Using the excerpt on unsupervised feature recommendation below, decide whether each numbered statement agrees with it. Answer yes or no for each and quote the deciding words from the text. 1. The transposed feature matrix is produced by interchanging the rows and columns of the feature matrix. 2. The latent feature matrix is generated with an overcomplete auto encoder. 3. FIG. 4 illustrates a lower triangular distance matrix.

Document excerpt:
= = = = = = =

BRIEF DESCRIPTION OF THE DRAWINGS
[009] The accompanying drawings, which are incorporated in and constitute a part of this disclosure, illustrate exemplary embodiments and, together with the description, serve to explain the disclosed principles:
[0010] FIG. 1 is a functional block diagram of a system for unsupervised feature recommendation for unlabeled time series data, in accordance with some embodiments of the present disclosure.
[0011] FIGS. 2A and 2B are exemplary flow diagrams illustrating a method for unsupervised feature recommendation for unlabeled time series data, implemented by the system of FIG. 1, in accordance with some embodiments of the present disclosure.
[0012] FIG. 3 illustrates a lower triangular distance matrix for the processor implemented method for unsupervised feature recommendation for unlabeled time
series data implemented by the system of FIG. 1, in accordance with some embodiments of the present disclosure.
[0013] FIG. 4 is an example overall architecture for the processor implemented method for unsupervised feature recommendation for unlabeled time series data implemented by the system of FIG. 1, in accordance with some embodiments of the present disclosure.
DETAILED DESCRIPTION OF EMBODIMENTS [0014] Exemplary embodiments are described with reference to the accompanying drawings. In the figures, the left-most digit(s) of a reference number identifies the figure in which the reference number first appears. Wherever convenient, the same reference numbers are used throughout the drawings to refer to the same or like parts. While examples and features of disclosed principles are described herein, modifications, adaptations, and other implementations are possible without departing from the spirit and scope of the disclosed embodiments. [0015] Embodiments herein provide a method and system for unsupervised feature recommendation for unlabeled time series data for identifying discriminative features. Initially, the system receives a time series data with a plurality of instances. A feature matrix comprising a plurality of features is computed based on the time series data using at least one of a signal processing technique, a statistical model and an information theory technique. Further, a transposed feature matrix is generated by interchanging a plurality of rows and a plurality of columns associated with the feature matrix. Post generating the transposed matrix, a latent feature matrix is generated by computing an Auto Encoded Compact Sequence (AECS) representation on the transposed feature matrix using a multi-layer undercomplete auto encoder. Further, a plurality of consistent hierarchical clusters are generated based on the latent feature matrix using a hierarchical clustering technique. The latent feature matrix includes a plurality of auto encoded compact feature representations. Further, an auto¬correlation score is computed between each of the plurality of auto encoded compact feature representation corresponding to each of the plurality of hierarchical
clusters. After computing the autocorrelation score, a plurality of unique auto encoded features are obtained from the plurality of auto encoded compact features corresponding to each of the plurality of hierarchical clusters based on the autocorrelation score. Further, a triangular distance matrix is computed for each of the plurality of unique features corresponding to each of the plurality of hierarchical clusters. Finally, a plurality of discriminative features are selected from the plurality of unique features corresponding to the triangular distance matrix for each of the plurality of hierarchical clusters based on the corresponding distance measure. The plurality of unique features with the higher pair wise distance measure using the first top predetermined feature pairs from the sorted list of features in descending order are selected as discriminative features.

= = = = = = =

Provided information:
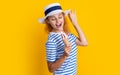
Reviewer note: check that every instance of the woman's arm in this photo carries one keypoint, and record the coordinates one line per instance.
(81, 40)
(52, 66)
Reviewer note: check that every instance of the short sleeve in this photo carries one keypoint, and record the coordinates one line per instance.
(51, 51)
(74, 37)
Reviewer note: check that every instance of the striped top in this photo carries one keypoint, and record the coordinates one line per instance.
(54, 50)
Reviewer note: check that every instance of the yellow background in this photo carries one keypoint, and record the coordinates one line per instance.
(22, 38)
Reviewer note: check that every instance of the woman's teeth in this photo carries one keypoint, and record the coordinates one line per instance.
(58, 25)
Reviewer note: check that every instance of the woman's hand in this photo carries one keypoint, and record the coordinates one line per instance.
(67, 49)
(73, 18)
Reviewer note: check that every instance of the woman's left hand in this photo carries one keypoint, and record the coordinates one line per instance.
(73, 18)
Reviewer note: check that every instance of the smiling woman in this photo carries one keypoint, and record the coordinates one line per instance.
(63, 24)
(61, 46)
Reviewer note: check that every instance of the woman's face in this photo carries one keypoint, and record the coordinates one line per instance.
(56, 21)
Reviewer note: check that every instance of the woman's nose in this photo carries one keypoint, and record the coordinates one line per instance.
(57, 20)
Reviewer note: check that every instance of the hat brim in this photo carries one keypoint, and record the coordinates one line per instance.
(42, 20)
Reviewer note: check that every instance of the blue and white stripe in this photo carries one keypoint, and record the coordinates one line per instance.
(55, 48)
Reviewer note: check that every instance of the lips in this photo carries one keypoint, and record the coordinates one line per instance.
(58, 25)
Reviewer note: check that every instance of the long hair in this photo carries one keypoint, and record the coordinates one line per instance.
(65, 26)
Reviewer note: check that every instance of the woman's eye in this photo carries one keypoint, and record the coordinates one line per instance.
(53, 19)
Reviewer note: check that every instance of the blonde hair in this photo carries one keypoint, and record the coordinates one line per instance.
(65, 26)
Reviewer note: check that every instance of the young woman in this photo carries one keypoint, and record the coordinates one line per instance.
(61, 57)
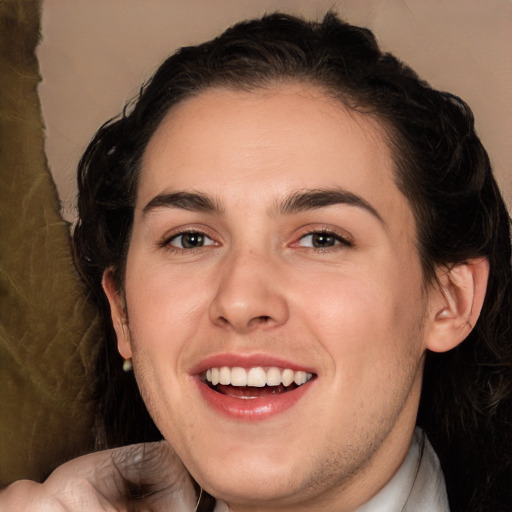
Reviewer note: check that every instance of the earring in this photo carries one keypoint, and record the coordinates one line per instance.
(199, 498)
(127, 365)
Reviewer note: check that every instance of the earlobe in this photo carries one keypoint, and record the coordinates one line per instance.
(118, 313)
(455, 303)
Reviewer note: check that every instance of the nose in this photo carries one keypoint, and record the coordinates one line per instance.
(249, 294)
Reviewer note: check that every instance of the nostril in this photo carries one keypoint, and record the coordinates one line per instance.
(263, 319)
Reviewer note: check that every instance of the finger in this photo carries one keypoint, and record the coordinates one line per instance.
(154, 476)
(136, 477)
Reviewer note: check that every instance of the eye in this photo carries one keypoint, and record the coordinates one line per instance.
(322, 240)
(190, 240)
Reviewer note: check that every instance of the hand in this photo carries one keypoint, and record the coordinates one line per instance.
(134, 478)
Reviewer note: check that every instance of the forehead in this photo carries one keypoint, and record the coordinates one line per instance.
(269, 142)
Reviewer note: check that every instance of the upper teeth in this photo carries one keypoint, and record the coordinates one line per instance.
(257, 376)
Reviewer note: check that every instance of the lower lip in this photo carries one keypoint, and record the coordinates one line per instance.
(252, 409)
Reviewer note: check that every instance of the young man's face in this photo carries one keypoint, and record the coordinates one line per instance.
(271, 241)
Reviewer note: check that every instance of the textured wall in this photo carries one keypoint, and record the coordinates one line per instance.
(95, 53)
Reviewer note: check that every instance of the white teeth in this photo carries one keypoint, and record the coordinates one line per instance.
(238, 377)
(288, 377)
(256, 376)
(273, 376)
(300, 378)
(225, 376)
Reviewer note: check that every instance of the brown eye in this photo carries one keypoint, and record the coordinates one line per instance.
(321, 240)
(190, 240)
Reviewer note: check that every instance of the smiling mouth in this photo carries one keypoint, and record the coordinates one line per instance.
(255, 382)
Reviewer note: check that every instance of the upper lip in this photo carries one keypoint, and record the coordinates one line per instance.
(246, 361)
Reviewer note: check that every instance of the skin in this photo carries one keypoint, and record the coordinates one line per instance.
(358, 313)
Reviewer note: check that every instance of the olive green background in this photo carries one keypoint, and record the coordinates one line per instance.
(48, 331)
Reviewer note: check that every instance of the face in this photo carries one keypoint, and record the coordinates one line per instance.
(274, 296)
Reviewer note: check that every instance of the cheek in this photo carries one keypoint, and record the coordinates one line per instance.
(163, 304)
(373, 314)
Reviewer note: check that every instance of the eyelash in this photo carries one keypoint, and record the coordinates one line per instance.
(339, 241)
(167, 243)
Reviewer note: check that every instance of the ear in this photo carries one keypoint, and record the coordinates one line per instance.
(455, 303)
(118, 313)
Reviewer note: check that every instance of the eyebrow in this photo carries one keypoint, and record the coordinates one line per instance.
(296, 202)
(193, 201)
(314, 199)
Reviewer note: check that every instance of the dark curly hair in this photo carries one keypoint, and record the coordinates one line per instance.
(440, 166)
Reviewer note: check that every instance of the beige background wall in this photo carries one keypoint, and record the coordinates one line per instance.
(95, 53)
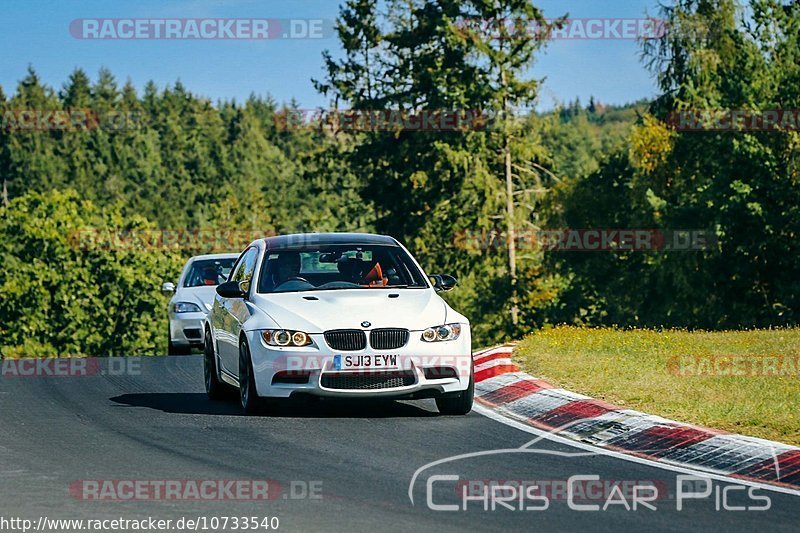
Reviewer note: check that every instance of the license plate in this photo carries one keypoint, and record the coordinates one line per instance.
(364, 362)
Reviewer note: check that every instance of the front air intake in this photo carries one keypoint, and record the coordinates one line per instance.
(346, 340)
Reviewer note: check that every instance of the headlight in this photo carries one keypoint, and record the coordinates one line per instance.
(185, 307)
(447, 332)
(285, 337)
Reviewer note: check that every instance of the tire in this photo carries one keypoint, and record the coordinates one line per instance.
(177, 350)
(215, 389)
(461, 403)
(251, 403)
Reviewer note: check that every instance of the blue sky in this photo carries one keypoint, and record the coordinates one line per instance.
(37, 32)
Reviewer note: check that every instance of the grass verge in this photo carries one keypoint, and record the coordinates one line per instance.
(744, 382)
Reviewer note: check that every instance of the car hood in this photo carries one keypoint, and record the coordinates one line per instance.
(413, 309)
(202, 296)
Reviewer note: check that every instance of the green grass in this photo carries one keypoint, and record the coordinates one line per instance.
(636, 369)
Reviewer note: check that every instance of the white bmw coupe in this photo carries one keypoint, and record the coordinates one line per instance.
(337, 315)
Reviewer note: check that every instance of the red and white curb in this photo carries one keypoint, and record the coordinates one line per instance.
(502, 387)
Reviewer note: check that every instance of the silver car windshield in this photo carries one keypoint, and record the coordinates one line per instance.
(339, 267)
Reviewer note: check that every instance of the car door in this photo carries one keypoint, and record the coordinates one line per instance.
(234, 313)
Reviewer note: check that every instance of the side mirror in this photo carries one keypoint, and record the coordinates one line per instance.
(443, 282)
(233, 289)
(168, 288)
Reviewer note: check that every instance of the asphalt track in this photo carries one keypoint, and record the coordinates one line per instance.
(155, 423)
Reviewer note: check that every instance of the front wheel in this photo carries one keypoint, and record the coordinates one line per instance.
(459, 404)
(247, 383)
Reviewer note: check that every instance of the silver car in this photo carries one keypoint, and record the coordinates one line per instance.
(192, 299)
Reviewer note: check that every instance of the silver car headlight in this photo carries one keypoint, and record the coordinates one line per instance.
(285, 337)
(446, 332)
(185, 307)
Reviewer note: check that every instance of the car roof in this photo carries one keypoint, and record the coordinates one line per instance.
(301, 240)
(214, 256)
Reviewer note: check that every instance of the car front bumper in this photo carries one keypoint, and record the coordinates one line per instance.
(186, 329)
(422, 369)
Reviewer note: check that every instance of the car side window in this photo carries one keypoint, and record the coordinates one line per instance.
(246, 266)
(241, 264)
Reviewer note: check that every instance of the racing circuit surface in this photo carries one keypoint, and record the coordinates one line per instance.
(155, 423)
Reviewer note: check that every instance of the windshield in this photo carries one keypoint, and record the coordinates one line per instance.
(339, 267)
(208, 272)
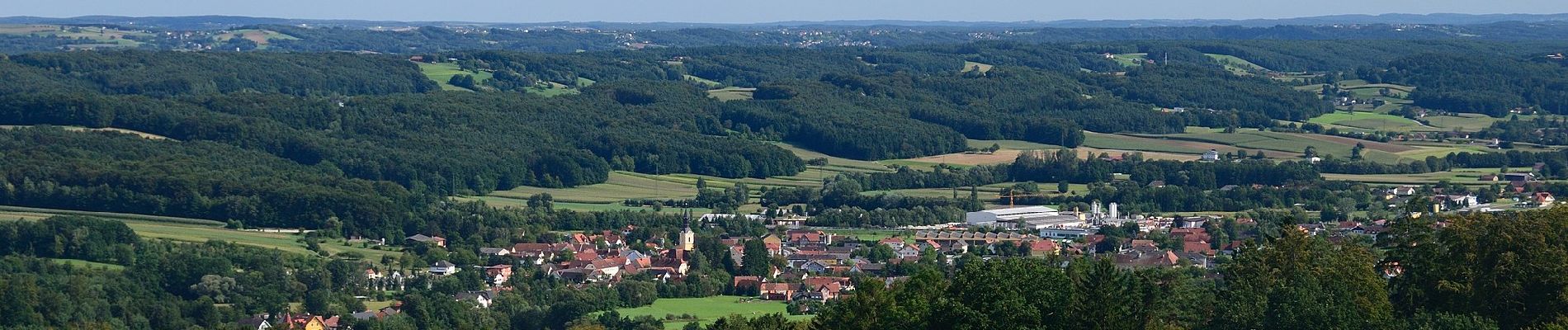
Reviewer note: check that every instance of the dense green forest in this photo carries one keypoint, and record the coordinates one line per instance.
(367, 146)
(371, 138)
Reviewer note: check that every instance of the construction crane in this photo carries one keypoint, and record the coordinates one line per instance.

= = = = = = =

Response to this task:
1. Yes: "a transposed feature matrix is generated by interchanging a plurality of rows and a plurality of columns associated with the feature matrix"
2. No: "using a multi-layer undercomplete auto encoder"
3. No: "FIG. 3 illustrates a lower triangular distance matrix"